In full and without alteration, repeat the material.

Excerpts from point annotation data:
* * * * * * * * *

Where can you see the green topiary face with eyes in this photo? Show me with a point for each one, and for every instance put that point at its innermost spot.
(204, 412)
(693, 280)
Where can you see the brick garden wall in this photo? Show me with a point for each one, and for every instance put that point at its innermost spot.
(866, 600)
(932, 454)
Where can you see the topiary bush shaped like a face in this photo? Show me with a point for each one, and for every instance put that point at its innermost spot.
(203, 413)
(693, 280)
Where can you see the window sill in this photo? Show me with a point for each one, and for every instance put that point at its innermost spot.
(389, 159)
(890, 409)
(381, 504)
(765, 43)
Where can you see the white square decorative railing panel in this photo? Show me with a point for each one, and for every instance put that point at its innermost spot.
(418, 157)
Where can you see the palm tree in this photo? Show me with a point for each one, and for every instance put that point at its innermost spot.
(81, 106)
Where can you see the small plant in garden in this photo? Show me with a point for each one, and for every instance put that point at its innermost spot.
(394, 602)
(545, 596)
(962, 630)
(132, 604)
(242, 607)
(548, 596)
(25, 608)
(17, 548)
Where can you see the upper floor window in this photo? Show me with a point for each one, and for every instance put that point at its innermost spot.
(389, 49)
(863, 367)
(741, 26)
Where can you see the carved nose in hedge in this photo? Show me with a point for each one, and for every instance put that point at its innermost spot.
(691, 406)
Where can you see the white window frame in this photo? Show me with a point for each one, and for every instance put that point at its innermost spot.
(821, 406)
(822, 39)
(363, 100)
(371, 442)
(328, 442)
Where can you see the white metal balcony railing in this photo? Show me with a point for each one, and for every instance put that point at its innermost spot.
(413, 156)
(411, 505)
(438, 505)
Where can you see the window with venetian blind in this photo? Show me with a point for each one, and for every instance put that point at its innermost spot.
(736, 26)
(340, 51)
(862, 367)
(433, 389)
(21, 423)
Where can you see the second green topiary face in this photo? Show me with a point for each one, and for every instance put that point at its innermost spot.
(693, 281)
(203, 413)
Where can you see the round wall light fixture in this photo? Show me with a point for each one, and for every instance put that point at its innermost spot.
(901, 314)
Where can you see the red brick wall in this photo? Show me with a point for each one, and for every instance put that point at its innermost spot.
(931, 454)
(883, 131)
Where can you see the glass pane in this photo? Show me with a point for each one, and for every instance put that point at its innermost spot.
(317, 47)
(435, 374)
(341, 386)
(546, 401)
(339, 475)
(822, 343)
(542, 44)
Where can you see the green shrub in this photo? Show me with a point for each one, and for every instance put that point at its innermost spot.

* * * * * * * * *

▶ **Solution for this exercise**:
Where can you see the green topiary face with eyes in this photo? Show me with a point for each one, and for every instance put that point at its innermost spot.
(204, 412)
(693, 280)
Where can you see the brick garden wall in this photo? Show me with a point for each one, and for every instance put that point at its innermost spot.
(866, 600)
(932, 454)
Where can you see the topiary bush shaped like a face in this photo? Show me with a point for each one, and for every instance put that point at its innermost spot.
(203, 413)
(693, 280)
Where can you see the window sill in this photo? Show me with a point for each one, and for every instance put that point at its innermost spot.
(389, 159)
(890, 409)
(381, 504)
(765, 43)
Where can you see the white square decorative railing panel in this photo? Show me with a point for each one, and for every instance put that point at its innermost spot.
(418, 157)
Where can you see the palm tree in this photo? Show me with a point for each one, and for every instance put that point at its innermost spot.
(81, 106)
Where can you see the small plant in garden in this photo? Show me with a point for each one, and for every instance put that point at its innermost spot.
(394, 602)
(545, 596)
(962, 630)
(132, 604)
(242, 607)
(548, 596)
(25, 608)
(17, 548)
Where can you see the upper floor window in this photo? Show me with a point for each one, and for every instance put that point at its innermost spot.
(389, 49)
(863, 367)
(741, 26)
Where can you see the carved nose in hedge in this photo? Show me with a point for each one, and for every instance put that point at its innermost spot.
(691, 406)
Where can you see the white window frame in this photo? Show me with a point for each one, and for every instance put that point at its innermost spot.
(821, 406)
(822, 39)
(363, 100)
(371, 442)
(328, 442)
Where can you see the white metal balcony railing in this photo? Show me with a point for each one, and for every instance put that point at its innermost spot.
(413, 156)
(411, 505)
(438, 505)
Where can you see the window with venetian blind in this photo? Show me with a point for each one, and for every instance put that point at its innermost spot.
(736, 26)
(340, 51)
(862, 367)
(433, 389)
(21, 423)
Where can you see the second green topiary face in this photo? Show me with a point for each one, and for every instance put that point at its innermost spot.
(693, 281)
(203, 413)
Where can you see the round wall light fixture in this photo? Show me with a point for each one, and for every instance put that point at its innermost spot.
(901, 314)
Where can you see the red brick wall in this photo? Show me with a point for each one, and for every instance put that point at its innermost spot.
(931, 454)
(883, 131)
Where can you see the glass pane in this photo? Show me with a point for each one, and for every instance put that point at its innermost spot.
(317, 47)
(435, 374)
(341, 386)
(546, 401)
(339, 475)
(822, 343)
(542, 44)
Where can you see the green shrub in this photo? Show me with a point for each one, and for every instance put that point at its innermost spot.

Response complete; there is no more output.